◆ Source document:
----

The noble Lord keeps on referring to the ECJ as a risk—as a cost, as it were. Is it not the case that it is also in many cases a reassurance and an asset? Over time, is it not the case that we have won far more cases before the ECJ than we have ever lost?
Of course, but I am just saying that there is an unpredictability about outcomes which all Governments have had to face, and it is a matter that Governments are entitled to weigh in the balance. However, I accept totally that the European Court of Justice also exists to protect things that we consider valuable, too.
The noble Lord, Lord Hannay, and the noble Baroness, Lady Smith, raised the importance of co-operation.
My Lords, I apologise for intervening, but I wish one could persuade the Government not to treat the unpredictability of a court of law as a reason not to be subject to its jurisdiction. I hope that every court of law in this country is unpredictable. If it were predictable, we would not have the rule of law in this country.
If I say that the noble Lord makes an academic point, I do not mean to dismiss it, but it is a point which is based on a theoretical view of jurisprudence. As a non-lawyer I would say that the law can have an unpredictability about it even in such well established legal proceedings as we have in this country. Indeed, I am sure that the noble and learned Lord, Lord Lloyd, will agree with that analysis.
I was about to talk about our co-operation with the Republic of Ireland. I felt that the noble Baroness and the noble Lord, Lord Hannay, made an important point. That is why we have engaged constructively with the Northern Ireland Executive and David Ford throughout this process. That is why we continue to hold productive discussions about these matters at all levels.
The noble Lords, Lord Hannay and Lord Davies, and my noble friends Lord Sharkey and Lord Bridgeman also raised the associated Europol measures. I should like to reiterate our support for Europol on its current terms and our intention to rejoin the main Europol measure. However, we do not believe that we need to rejoin the associated measures to do so. Many of the provisions in these measures are legal padding and duplicate the detailed provisions of the main measure. As a result, these measures have no material impact on UK participation or, for that matter, on any other state. They have no impact on our ability to co-operate with others through Europol.

----

◆ Goal:
Reproduce word for word the stretch of the Lords debate from "My Lords, I" through "with that analysis.".

◆ Dataset content:
----

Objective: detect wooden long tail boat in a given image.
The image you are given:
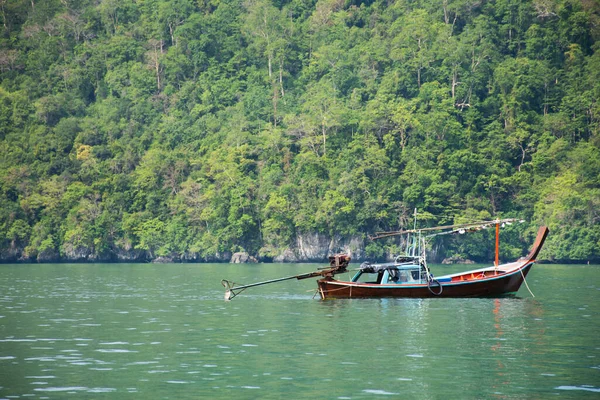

----

◆ Result of this task:
My Lords, I apologise for intervening, but I wish one could persuade the Government not to treat the unpredictability of a court of law as a reason not to be subject to its jurisdiction. I hope that every court of law in this country is unpredictable. If it were predictable, we would not have the rule of law in this country.
If I say that the noble Lord makes an academic point, I do not mean to dismiss it, but it is a point which is based on a theoretical view of jurisprudence. As a non-lawyer I would say that the law can have an unpredictability about it even in such well established legal proceedings as we have in this country. Indeed, I am sure that the noble and learned Lord, Lord Lloyd, will agree with that analysis.